● TEXT EXCERPT:
Anyway, it was clearly stated in the manga (chapter 567) that the number of tails isn't representative of the Bijuu's strength. So the thing that more tails > more power is debunked, completely. Kurama completely trumps all the other Tailed Beasts; among the rest they are more or less on the same power level, which is why we saw them with more or less the same physical strength, toughness, chakra etc if we compare their feats or what they did when they were put one against another. The Hachibi seems more powerful than the other 1-7 Tailed Beasts only because of Killer B's relevance in the story, that lead the Hachibi to have more focus on him, but there's no reason for (to say) the Sanbi being unable to tank the Juubi's Bijuu Dama to a certain extend like the Hachibi did, or for the Nanabi to launch a Renzoku Bijuu Dama like the Hachibi did.


----------



## ARGUS (Sep 1, 2016)

12 barrage of TBB one shot 
Full Kyuubi mid diffs 

Half  Kyuubi would definitely lose though 
his flash TBB is on par with only 5 Bijuus 

now add 3 more and it gets overpowered with hiim getting wrecked


----------



## Seekingsoul (Sep 2, 2016)

They absolutely burn Kurama out till he exhaust himself and becomes a mere skeleton, then they obliterate his remains with little difficulty.


----------



## Android (Sep 2, 2016)

● DIRECTIVES:
(A) According to the Tailed Beasts thread, which manga chapter states that the number of tails does not reflect a Bijuu's strength?
(B) Condense the paragraph in the Tailed Beasts thread beginning "Anyway, it was clearly stated in the manga" into a short bulleted list that keeps its main facts.
(C) Resume the Tailed Beasts thread from where it stops.
The dataset records are separate material with no connection to the Tailed Beasts thread.

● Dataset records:

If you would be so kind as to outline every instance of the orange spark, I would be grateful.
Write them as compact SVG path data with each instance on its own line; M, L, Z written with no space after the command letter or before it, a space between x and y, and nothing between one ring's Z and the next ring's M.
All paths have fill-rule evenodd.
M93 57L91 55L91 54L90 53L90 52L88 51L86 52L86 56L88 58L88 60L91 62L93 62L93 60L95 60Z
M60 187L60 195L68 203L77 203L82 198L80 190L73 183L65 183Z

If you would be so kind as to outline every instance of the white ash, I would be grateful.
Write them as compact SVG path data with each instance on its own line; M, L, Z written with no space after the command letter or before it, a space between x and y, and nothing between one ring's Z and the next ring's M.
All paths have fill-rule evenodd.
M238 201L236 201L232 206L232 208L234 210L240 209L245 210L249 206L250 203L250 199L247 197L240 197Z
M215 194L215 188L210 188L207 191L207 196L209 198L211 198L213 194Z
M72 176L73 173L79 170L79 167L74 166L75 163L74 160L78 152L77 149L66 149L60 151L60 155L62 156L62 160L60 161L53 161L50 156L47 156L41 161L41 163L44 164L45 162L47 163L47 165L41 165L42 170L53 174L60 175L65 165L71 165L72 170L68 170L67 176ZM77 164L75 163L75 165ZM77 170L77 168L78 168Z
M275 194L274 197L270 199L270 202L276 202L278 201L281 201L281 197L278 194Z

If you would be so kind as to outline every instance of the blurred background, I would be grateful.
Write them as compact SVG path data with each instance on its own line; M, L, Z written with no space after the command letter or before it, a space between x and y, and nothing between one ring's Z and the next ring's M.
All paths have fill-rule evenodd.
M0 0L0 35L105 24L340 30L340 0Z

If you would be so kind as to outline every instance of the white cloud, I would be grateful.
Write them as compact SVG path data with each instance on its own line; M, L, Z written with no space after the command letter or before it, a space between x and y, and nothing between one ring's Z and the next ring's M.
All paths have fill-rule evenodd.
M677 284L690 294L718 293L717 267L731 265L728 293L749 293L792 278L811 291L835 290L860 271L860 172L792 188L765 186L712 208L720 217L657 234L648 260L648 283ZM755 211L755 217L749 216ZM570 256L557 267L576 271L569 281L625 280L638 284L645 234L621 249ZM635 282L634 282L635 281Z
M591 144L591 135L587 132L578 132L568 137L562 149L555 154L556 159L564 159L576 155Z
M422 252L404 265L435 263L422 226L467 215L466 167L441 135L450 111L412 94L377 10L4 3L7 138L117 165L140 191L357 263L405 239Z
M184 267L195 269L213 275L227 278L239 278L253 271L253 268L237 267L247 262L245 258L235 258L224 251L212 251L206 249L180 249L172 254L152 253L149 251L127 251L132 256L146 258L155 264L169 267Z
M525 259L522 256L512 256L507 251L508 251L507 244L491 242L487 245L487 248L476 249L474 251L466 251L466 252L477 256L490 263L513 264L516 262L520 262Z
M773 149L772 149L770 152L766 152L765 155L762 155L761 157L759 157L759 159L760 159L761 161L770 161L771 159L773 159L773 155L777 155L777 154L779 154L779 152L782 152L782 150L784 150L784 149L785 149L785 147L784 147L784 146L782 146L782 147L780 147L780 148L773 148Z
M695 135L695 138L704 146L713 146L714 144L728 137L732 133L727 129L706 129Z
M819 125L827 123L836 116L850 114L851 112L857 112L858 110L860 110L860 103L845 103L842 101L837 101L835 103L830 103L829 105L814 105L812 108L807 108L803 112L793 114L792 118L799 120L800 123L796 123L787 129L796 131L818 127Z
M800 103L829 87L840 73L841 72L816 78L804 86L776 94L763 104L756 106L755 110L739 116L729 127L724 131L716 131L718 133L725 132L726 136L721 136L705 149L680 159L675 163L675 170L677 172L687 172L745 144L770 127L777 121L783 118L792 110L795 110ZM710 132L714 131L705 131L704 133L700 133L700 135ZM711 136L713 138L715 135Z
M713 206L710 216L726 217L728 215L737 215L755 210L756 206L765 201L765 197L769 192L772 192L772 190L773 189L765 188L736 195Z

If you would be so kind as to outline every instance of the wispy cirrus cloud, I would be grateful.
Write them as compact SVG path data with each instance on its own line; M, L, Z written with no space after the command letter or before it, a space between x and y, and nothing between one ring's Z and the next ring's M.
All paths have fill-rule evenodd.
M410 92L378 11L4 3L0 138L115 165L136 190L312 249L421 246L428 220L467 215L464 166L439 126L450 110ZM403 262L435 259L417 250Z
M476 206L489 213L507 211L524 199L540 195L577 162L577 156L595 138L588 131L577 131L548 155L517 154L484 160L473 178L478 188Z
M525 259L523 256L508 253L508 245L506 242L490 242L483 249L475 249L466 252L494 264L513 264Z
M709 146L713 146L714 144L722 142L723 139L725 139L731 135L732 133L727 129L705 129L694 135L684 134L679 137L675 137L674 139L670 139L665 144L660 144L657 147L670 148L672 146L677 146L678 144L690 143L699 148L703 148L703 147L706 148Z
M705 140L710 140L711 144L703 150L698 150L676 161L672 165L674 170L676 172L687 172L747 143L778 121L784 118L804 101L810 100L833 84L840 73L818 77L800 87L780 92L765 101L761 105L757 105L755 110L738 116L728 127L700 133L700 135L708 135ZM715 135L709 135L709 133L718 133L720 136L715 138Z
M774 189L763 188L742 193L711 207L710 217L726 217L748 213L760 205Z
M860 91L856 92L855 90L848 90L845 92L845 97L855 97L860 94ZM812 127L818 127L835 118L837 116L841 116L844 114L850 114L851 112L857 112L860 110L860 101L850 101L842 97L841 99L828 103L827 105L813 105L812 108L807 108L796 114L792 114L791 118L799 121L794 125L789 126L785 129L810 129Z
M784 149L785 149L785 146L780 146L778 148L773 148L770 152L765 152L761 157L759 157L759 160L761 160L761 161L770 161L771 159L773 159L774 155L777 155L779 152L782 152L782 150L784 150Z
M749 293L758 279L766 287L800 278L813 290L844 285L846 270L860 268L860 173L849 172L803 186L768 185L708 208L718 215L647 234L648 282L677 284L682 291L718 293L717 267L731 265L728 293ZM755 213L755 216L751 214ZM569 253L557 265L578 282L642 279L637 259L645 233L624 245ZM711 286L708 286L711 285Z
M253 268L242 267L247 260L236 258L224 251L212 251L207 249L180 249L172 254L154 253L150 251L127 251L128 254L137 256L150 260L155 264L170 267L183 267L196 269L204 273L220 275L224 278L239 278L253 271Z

● EXERCISE RESPONSES:
(A) Chapter 567.

(B)
- Chapter 567 of the manga states that the number of tails does not represent a Bijuu's strength, so the idea that more tails means more power is debunked.
- Kurama far outclasses the other Tailed Beasts. The rest are roughly equal in physical strength, toughness and chakra, judging by their feats and their fights against one another.
- The Hachibi seems stronger than the One- through Seven-Tails only because Killer B's importance to the story gave it more focus.
- There is no reason the Sanbi could not partly tank the Juubi's Bijuu Dama, or the Nanabi could not launch a Renzoku Bijuu Dama, as the Hachibi did.

(C)
Second Hokage Tobirama said:


> True but to say that 100% Kurama is the one who did that to Hashirama is not correct,since we saw what happened to Kurama...his injuries were from Madara


Sigh ....
Not what i meant at all , without Kurama Madara would never been able to even push Hashirama to sage mode , without Kurama , the fight would not even get that far , Kurama is the one/beast/thing/dude that made the fight so damn hard for Hashirama .
Wait , vouching for Hashirama ?? dafuq am i doing

Reactions: Like 1


----------



## Android (Sep 2, 2016)

Raikiri19 said:


> the Sanbi being unable to tank the Juubi's Bijuu Dama to a certain extend like the Hachibi did


He didn't tank it , Kakashi teleported him/it to boxville .


Icegaze said:


> Zetsu even says absorb the 1-7 first they are weaker or something along those lines


Also , Itachi said that the Kyuubi needs to be sealed last in the Gedo Mazo to balance the chakra/power of the rest of the Bijuu or something like that .
And that was only Yang Kurama .


----------



## Saru (Sep 2, 2016)

I'd lean towards Kurama with high difficulty. I think NinjaTensa makes a good point that swatting away bijuudama with 50% of Kurama's chakra doesn't necessarily mean that 50% Kurama could take all of the bijuu on and win. It was only one coordinated attack that BM Naruto stopped, and the bijuu should be able to launch several more than that here.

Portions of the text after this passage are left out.